> Problem details:
Write each line out exactly, from the one containing "point per instance: giraffe muzzle" through the final line of the data, and keep pictures out of the copy.

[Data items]
* * * * * * * * *
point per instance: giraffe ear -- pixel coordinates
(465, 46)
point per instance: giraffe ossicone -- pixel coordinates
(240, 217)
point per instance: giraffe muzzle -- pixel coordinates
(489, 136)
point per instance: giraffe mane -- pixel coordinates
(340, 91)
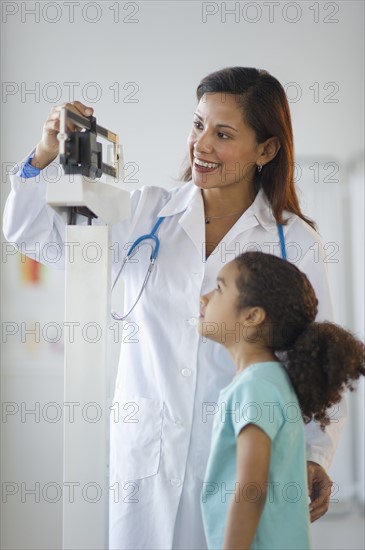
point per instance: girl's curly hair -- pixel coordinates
(322, 359)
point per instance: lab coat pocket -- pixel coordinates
(136, 428)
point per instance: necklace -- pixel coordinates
(209, 218)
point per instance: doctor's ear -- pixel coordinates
(270, 149)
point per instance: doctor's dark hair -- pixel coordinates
(265, 109)
(321, 359)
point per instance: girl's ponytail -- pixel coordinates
(323, 361)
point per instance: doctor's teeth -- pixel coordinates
(206, 164)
* * * * * * * * *
> Expected answer:
point per instance: giraffe muzzle -- pixel coordinates
(489, 136)
point per instance: giraffe mane -- pixel coordinates
(340, 91)
point per instance: girl's curly hair -- pixel coordinates
(322, 359)
point per instance: lab coat pocket -- pixel coordinates
(136, 428)
point per instance: necklace -- pixel coordinates
(209, 218)
point per instance: doctor's ear -- pixel coordinates
(270, 149)
point per instance: doctor's dark hair -- pixel coordinates
(265, 109)
(321, 359)
point per instance: girl's ponytail -- pixel coordinates
(323, 361)
point per instance: doctor's teeth -- pixel coordinates
(206, 164)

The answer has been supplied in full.